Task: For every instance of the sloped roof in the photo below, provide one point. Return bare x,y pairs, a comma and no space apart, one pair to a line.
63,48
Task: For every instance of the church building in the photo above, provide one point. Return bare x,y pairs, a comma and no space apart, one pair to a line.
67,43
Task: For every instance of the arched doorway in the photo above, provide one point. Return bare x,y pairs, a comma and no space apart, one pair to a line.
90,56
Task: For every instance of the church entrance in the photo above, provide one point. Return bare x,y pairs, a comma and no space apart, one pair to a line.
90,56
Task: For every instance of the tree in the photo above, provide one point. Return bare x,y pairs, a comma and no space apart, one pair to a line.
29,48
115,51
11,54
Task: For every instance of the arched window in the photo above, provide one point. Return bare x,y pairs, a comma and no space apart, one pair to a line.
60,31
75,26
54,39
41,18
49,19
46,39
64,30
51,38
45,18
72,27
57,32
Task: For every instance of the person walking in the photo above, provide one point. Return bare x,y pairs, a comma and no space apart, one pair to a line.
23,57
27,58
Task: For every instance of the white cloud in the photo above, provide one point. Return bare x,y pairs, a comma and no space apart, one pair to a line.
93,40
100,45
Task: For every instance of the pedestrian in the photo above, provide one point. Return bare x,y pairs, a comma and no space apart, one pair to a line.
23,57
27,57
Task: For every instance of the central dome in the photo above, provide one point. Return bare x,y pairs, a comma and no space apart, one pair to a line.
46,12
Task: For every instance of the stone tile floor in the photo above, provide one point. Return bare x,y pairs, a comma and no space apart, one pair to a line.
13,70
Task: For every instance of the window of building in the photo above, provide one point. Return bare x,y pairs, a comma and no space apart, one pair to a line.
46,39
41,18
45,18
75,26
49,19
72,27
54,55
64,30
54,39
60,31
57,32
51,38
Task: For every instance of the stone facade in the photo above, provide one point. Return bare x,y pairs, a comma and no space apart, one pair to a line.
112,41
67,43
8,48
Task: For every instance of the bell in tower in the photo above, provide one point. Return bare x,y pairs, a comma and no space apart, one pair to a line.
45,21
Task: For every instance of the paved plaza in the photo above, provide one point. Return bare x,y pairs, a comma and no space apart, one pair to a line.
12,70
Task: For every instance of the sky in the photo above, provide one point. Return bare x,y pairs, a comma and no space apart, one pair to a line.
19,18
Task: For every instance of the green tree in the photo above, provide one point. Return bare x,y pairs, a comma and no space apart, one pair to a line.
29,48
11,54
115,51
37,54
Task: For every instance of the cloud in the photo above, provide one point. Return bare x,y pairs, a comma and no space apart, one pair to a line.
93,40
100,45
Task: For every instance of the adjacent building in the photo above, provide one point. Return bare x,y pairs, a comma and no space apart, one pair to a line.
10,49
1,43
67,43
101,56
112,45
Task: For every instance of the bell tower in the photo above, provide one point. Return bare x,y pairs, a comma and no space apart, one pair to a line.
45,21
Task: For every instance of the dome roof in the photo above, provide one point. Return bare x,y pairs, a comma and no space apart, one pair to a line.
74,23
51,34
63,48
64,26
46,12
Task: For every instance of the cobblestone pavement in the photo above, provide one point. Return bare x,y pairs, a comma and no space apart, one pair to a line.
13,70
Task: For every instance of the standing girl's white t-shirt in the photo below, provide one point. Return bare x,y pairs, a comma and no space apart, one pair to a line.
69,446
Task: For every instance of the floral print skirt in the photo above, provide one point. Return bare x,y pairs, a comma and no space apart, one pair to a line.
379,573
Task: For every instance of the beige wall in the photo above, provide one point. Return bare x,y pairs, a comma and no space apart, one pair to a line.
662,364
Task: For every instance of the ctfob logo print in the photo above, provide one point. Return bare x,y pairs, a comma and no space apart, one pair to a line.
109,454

- **Required work**: Word for word, set down all the lines above.

- **Task output**:
Task: For every instance of the sloped roof in the photo below, provide one point. Return bare x,y pairs, a comma and no space apart, one pair to a line.
63,48
Task: For every instance of the church building in the photo above, provide one point. Return bare x,y pairs, a comma and no space apart, one pair to a line.
67,43
Task: For every instance of the arched doorway in the photo above, provide one point. Return bare x,y pairs, a comma and no space apart, one pair to a line.
90,56
Task: For every instance of the church entrance in the photo above, provide one point. Return bare x,y pairs, a comma and no space apart, one pair to a line.
90,56
Task: For every instance of the tree in the photo above, provide one point. Return bare x,y pairs, a comma and no space apart, one pair to a line.
29,48
115,51
11,54
Task: For every instance of the arched window in the photo above, provide one point. Return bare x,y pairs, a comma and no space apart, one pair to a line.
60,31
75,26
54,39
41,18
49,19
46,39
64,30
51,38
45,18
72,27
57,32
Task: For every instance of the person walking in the photo above, provide one point. Return bare x,y pairs, a comma and no space apart, one pair to a line.
23,57
27,58
Task: For every instance of the white cloud in the photo above, provide one point. Return bare x,y pairs, a comma and no space apart, one pair to a line.
93,40
100,45
Task: For every instance of the pedestrian in the photo above, provide one point. Return bare x,y pairs, a comma and no space apart, one pair to a line.
23,57
27,57
Task: For every instance of the central dome in the photo above, provide one point. Return bare x,y pairs, a comma and no space apart, one pair to a line.
46,12
Task: For every instance of the stone tile floor in the photo above, provide one point. Return bare x,y pairs, a comma and no space apart, one pair to a line.
13,70
Task: For every instance of the window of building in the photo above, provide one point. Return bare x,y pairs, a comma and no space apart, one pair to a line.
46,39
41,18
45,18
75,26
49,19
72,27
54,55
64,30
54,39
60,31
57,32
51,38
Task: For every instance of the stone facade in the photo above, provide one point. Return bare x,y pairs, a comma and no space apart, one pair to a line.
112,41
67,43
8,48
Task: For every instance of the bell in tower in the photo above, provide one point. Return bare x,y pairs, a comma and no space apart, one pair to a line.
45,21
Task: For every instance of the paved plaza in the photo above, provide one point. Return bare x,y pairs, a comma and no space apart, one pair to a line.
12,70
Task: For every instance of the sky in the photo above, provide one point. Return bare x,y pairs, a comma and no space apart, one pair to a line.
19,18
Task: For every instance of the green tree in the photo above, provide one point. Return bare x,y pairs, a comma and no space apart, one pair to a line.
29,48
11,54
115,51
37,54
Task: For every instance of the cloud in the photo above, provide one point. Return bare x,y pairs, a comma and no space apart, one pair to a line.
93,40
100,45
Task: For every instance of the adjacent building in the photo above, provide one point. Return bare x,y pairs, a comma and no space apart, one pair to a line.
10,49
1,43
67,43
101,56
112,45
Task: For every instance of the bell tower in the photo above, provide one point. Return bare x,y pairs, a comma and no space apart, one pair to a line.
45,21
Task: For every instance of the dome roof in the photo above, provide one point. Return bare x,y pairs, a comma and no space apart, one pair to a line.
74,23
51,34
63,48
64,26
46,12
Task: For every instance of the cobblestone pavement in the photo above, provide one point. Return bare x,y pairs, a comma and no space apart, one pair to a line.
13,70
Task: For every instance of the standing girl's white t-shirt in the photo below, provide one point. Return bare x,y pairs, a comma and no space apart, one pair to a line.
69,446
Task: For every instance of the floral print skirt in the photo above, provide one point. Return bare x,y pairs, a comma and no space apart, one pair to a line.
379,573
Task: For every instance of the beige wall in the photo above, provide one point. Return bare x,y pairs, a comma and no space apart, one pair to a line.
662,364
Task: For every instance of the ctfob logo print in the photo above, provide one point. Return bare x,y pairs, a comma and no space apart, one pair to a line.
109,454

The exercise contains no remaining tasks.